[Work order] What do the entries below say? Restate them word for word.

[Records to use]
*** Block opens ***

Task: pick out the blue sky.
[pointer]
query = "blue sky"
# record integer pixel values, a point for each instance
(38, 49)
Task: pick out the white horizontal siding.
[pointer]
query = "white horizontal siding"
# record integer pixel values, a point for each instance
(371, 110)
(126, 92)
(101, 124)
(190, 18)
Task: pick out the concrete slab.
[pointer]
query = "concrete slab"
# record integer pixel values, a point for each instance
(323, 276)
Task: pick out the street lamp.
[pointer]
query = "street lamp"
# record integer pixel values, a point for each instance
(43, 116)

*** Block closes ***

[Your response]
Task: pick out the blue sky.
[pointer]
query = "blue sky"
# record integer pixel values, a point for each instance
(38, 49)
Task: pick out the white horizontal siding.
[pointer]
query = "white horizontal siding"
# record integer pixel values, a point for each instance
(371, 110)
(126, 92)
(101, 124)
(190, 18)
Task: pick out the concrete slab.
[pointer]
query = "concrete slab"
# record integer pixel values, a point for each instance
(323, 276)
Task: pick out the street lamp.
[pointer]
query = "street lamp"
# record integer pixel values, a point for each instance
(43, 116)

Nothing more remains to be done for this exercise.